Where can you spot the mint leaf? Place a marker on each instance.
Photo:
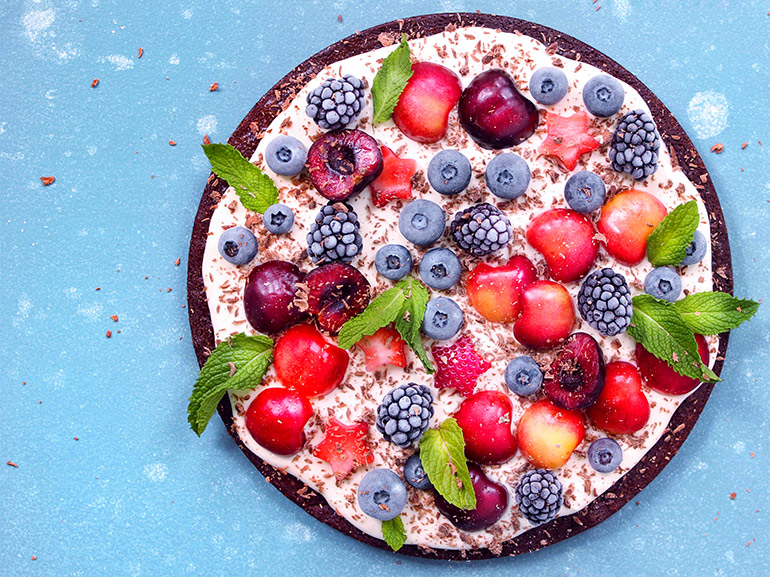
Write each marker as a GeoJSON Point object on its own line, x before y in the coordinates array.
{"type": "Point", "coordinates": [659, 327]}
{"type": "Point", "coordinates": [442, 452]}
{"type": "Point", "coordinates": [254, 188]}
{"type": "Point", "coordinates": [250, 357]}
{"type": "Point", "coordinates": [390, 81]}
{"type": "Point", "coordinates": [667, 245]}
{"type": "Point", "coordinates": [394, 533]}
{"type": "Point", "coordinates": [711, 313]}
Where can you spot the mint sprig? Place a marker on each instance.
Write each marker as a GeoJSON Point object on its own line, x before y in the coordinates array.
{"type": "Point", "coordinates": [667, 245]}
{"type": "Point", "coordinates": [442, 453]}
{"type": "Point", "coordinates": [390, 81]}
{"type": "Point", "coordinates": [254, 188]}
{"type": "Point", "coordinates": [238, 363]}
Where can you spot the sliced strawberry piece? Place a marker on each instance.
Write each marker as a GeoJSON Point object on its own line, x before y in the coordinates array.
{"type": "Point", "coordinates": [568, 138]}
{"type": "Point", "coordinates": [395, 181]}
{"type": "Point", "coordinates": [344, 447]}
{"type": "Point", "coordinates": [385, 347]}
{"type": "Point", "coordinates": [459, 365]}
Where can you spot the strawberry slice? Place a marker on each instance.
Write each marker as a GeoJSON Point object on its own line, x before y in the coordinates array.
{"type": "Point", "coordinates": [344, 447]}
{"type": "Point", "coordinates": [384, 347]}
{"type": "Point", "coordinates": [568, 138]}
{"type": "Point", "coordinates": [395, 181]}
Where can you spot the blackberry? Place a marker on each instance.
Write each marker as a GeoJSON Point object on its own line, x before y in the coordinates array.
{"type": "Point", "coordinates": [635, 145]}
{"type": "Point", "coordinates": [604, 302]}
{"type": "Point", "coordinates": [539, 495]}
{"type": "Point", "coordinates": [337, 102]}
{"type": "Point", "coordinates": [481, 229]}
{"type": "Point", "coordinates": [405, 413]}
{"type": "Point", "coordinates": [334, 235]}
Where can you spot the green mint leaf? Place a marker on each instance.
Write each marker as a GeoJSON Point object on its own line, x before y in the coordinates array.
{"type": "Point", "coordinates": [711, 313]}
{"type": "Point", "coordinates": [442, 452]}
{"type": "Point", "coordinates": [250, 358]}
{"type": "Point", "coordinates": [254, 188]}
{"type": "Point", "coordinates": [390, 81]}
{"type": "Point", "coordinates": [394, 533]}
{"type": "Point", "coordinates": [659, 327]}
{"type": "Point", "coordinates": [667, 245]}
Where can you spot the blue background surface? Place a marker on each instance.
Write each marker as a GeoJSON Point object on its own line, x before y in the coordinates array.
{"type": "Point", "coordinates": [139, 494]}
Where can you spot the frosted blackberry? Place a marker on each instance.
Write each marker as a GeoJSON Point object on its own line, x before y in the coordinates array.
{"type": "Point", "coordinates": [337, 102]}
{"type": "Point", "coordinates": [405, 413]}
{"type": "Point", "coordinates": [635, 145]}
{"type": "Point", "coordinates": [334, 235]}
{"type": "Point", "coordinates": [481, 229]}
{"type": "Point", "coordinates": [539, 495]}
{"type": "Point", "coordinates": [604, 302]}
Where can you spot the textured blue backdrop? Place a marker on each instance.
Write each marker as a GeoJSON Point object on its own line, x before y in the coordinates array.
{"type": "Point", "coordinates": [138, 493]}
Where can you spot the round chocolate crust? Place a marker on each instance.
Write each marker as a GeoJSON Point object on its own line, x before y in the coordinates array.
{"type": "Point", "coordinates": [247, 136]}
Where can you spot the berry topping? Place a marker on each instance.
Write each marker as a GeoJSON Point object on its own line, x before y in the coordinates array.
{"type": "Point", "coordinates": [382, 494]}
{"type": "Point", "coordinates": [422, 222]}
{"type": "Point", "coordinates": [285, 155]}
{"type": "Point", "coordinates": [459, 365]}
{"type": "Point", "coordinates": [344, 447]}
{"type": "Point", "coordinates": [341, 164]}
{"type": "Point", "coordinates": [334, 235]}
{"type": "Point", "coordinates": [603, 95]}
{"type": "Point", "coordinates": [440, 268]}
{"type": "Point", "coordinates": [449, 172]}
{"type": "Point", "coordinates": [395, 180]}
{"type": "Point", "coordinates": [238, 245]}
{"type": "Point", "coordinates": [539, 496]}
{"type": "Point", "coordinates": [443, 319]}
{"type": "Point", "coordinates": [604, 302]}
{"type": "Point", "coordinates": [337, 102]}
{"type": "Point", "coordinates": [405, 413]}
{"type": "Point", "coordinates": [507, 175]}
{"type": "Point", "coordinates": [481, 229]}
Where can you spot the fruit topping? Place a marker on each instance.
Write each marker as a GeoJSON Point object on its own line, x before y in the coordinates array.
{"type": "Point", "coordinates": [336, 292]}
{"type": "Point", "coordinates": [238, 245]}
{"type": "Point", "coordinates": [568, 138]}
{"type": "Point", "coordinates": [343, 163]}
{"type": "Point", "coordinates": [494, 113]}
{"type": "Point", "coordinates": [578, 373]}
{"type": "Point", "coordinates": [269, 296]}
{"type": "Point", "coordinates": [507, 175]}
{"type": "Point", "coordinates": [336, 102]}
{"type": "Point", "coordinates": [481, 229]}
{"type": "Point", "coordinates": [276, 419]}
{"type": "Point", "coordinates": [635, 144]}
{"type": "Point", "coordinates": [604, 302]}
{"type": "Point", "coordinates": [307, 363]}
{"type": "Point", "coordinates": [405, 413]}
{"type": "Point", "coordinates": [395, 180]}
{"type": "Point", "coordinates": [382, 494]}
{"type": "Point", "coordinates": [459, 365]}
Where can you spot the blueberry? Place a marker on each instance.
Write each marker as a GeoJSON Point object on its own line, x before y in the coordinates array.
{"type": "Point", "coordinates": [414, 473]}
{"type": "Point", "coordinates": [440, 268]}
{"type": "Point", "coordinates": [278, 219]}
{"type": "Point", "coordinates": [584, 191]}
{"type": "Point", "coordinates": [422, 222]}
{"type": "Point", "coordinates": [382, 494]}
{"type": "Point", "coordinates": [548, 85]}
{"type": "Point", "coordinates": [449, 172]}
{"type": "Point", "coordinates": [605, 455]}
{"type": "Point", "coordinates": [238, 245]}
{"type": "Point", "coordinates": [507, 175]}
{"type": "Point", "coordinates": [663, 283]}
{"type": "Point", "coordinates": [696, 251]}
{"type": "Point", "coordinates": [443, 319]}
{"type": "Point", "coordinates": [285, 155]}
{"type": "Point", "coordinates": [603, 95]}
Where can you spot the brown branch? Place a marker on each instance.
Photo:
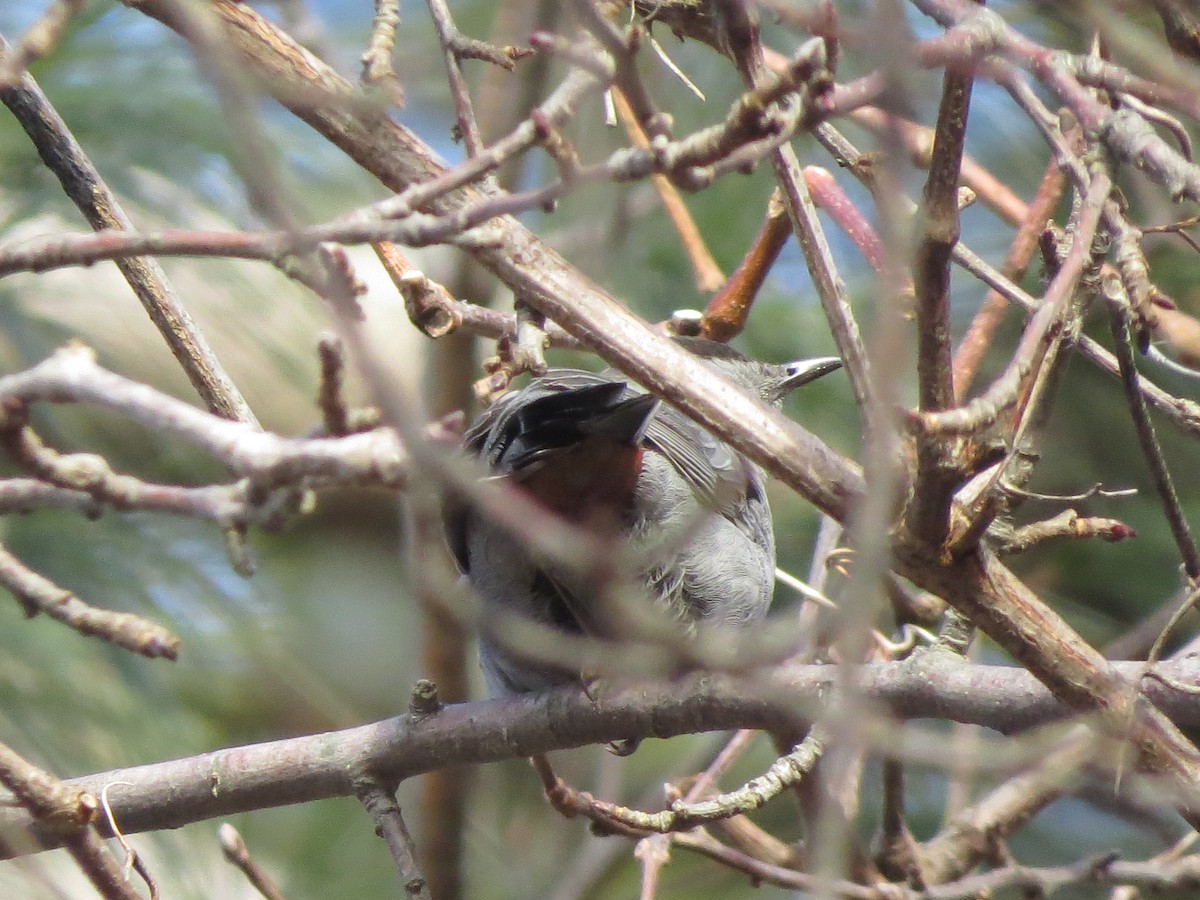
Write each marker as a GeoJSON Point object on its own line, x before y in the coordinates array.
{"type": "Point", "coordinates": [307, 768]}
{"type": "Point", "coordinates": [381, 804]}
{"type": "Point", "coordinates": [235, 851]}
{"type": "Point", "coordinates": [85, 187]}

● ● ● ●

» **WHAT TO PRODUCE**
Repeat, exactly and in full, all the material above except its pictures.

» **RESULT OF THE EXERCISE**
Where can you spot the mint leaf? Place a marker on each instance.
Photo:
Write each marker as a GeoJSON Point object on its own line, x before y in the coordinates array.
{"type": "Point", "coordinates": [659, 327]}
{"type": "Point", "coordinates": [442, 452]}
{"type": "Point", "coordinates": [254, 188]}
{"type": "Point", "coordinates": [250, 357]}
{"type": "Point", "coordinates": [390, 81]}
{"type": "Point", "coordinates": [667, 245]}
{"type": "Point", "coordinates": [394, 533]}
{"type": "Point", "coordinates": [711, 313]}
Where can you spot the mint sprig? Place a marker on each instance.
Write each marker as a GeoJSON Point object on its own line, x before y in the coordinates array.
{"type": "Point", "coordinates": [667, 245]}
{"type": "Point", "coordinates": [442, 453]}
{"type": "Point", "coordinates": [390, 81]}
{"type": "Point", "coordinates": [254, 188]}
{"type": "Point", "coordinates": [238, 363]}
Where can you spot the sliced strawberry piece? Place a marker on each instance.
Write each marker as a GeoJSON Point object on its own line, x before y in the coordinates array.
{"type": "Point", "coordinates": [568, 138]}
{"type": "Point", "coordinates": [395, 181]}
{"type": "Point", "coordinates": [344, 447]}
{"type": "Point", "coordinates": [385, 347]}
{"type": "Point", "coordinates": [459, 365]}
Where can you spot the strawberry slice? Place a marker on each instance.
Write each marker as a GeoJSON Point object on its own line, x before y in the coordinates array.
{"type": "Point", "coordinates": [344, 447]}
{"type": "Point", "coordinates": [384, 347]}
{"type": "Point", "coordinates": [568, 138]}
{"type": "Point", "coordinates": [395, 181]}
Where can you spot the blackberry? Place a marker on each instance.
Write each marker as a GeoJSON Point object on its own line, x before y in the coordinates array.
{"type": "Point", "coordinates": [635, 145]}
{"type": "Point", "coordinates": [604, 302]}
{"type": "Point", "coordinates": [539, 495]}
{"type": "Point", "coordinates": [337, 102]}
{"type": "Point", "coordinates": [481, 229]}
{"type": "Point", "coordinates": [405, 413]}
{"type": "Point", "coordinates": [334, 235]}
Where can you spot the green mint leaf? Place a marker on each instance.
Write each marker as a GeoJSON Point object on its own line, x before y in the coordinates array.
{"type": "Point", "coordinates": [711, 313]}
{"type": "Point", "coordinates": [442, 452]}
{"type": "Point", "coordinates": [250, 358]}
{"type": "Point", "coordinates": [254, 188]}
{"type": "Point", "coordinates": [390, 81]}
{"type": "Point", "coordinates": [394, 533]}
{"type": "Point", "coordinates": [659, 327]}
{"type": "Point", "coordinates": [667, 245]}
Where can you spot the blue background surface? Place a marker on each instance.
Write each marker as a GeoJSON Point object on its own line, x before y in the coordinates array.
{"type": "Point", "coordinates": [139, 494]}
Where can you spot the frosted blackberry? Place a marker on each instance.
Write each marker as a GeoJSON Point object on its own line, x before y in the coordinates array.
{"type": "Point", "coordinates": [337, 102]}
{"type": "Point", "coordinates": [405, 413]}
{"type": "Point", "coordinates": [635, 145]}
{"type": "Point", "coordinates": [334, 235]}
{"type": "Point", "coordinates": [481, 229]}
{"type": "Point", "coordinates": [539, 495]}
{"type": "Point", "coordinates": [604, 302]}
Where can you spot the textured blue backdrop? Place a marker on each instance.
Write each marker as a GeoJSON Point object on its own line, x before y in the coordinates array.
{"type": "Point", "coordinates": [138, 493]}
Where can you spot the round chocolate crust? Place a marker on each instance.
Write each marker as a GeoJSON Point object on its own line, x before y in the coordinates array.
{"type": "Point", "coordinates": [247, 136]}
Where can you spot the berry topping? Place a marker on each instance.
Write each marker as a GeoJSON Point object on its own line, x before y in the coordinates array.
{"type": "Point", "coordinates": [382, 494]}
{"type": "Point", "coordinates": [422, 222]}
{"type": "Point", "coordinates": [285, 155]}
{"type": "Point", "coordinates": [459, 365]}
{"type": "Point", "coordinates": [344, 447]}
{"type": "Point", "coordinates": [341, 164]}
{"type": "Point", "coordinates": [334, 235]}
{"type": "Point", "coordinates": [603, 95]}
{"type": "Point", "coordinates": [440, 268]}
{"type": "Point", "coordinates": [449, 172]}
{"type": "Point", "coordinates": [395, 180]}
{"type": "Point", "coordinates": [238, 245]}
{"type": "Point", "coordinates": [539, 496]}
{"type": "Point", "coordinates": [443, 319]}
{"type": "Point", "coordinates": [604, 302]}
{"type": "Point", "coordinates": [337, 102]}
{"type": "Point", "coordinates": [405, 413]}
{"type": "Point", "coordinates": [507, 175]}
{"type": "Point", "coordinates": [481, 229]}
Where can you spot the fruit topping? Place a marker on each instance.
Write each marker as a GeoJSON Point object on its own line, x before y in the coordinates array.
{"type": "Point", "coordinates": [336, 292]}
{"type": "Point", "coordinates": [238, 245]}
{"type": "Point", "coordinates": [568, 138]}
{"type": "Point", "coordinates": [343, 163]}
{"type": "Point", "coordinates": [494, 113]}
{"type": "Point", "coordinates": [578, 373]}
{"type": "Point", "coordinates": [269, 296]}
{"type": "Point", "coordinates": [507, 175]}
{"type": "Point", "coordinates": [336, 102]}
{"type": "Point", "coordinates": [481, 229]}
{"type": "Point", "coordinates": [276, 419]}
{"type": "Point", "coordinates": [635, 144]}
{"type": "Point", "coordinates": [604, 302]}
{"type": "Point", "coordinates": [307, 363]}
{"type": "Point", "coordinates": [405, 413]}
{"type": "Point", "coordinates": [395, 180]}
{"type": "Point", "coordinates": [382, 494]}
{"type": "Point", "coordinates": [459, 365]}
Where can you spot the blueberry? Place a marker on each instance.
Write each marker as a GeoJSON Point object on its own line, x before y in the coordinates array.
{"type": "Point", "coordinates": [414, 473]}
{"type": "Point", "coordinates": [440, 268]}
{"type": "Point", "coordinates": [278, 219]}
{"type": "Point", "coordinates": [584, 191]}
{"type": "Point", "coordinates": [422, 222]}
{"type": "Point", "coordinates": [382, 494]}
{"type": "Point", "coordinates": [548, 85]}
{"type": "Point", "coordinates": [449, 172]}
{"type": "Point", "coordinates": [605, 455]}
{"type": "Point", "coordinates": [238, 245]}
{"type": "Point", "coordinates": [507, 175]}
{"type": "Point", "coordinates": [663, 283]}
{"type": "Point", "coordinates": [696, 251]}
{"type": "Point", "coordinates": [443, 319]}
{"type": "Point", "coordinates": [285, 155]}
{"type": "Point", "coordinates": [603, 95]}
Where can you spot the brown branch? Place a marker on each instance.
Photo:
Write each marker as a GeoJSON Point object on its own line, x before y in the coordinates array.
{"type": "Point", "coordinates": [307, 768]}
{"type": "Point", "coordinates": [381, 804]}
{"type": "Point", "coordinates": [235, 851]}
{"type": "Point", "coordinates": [85, 187]}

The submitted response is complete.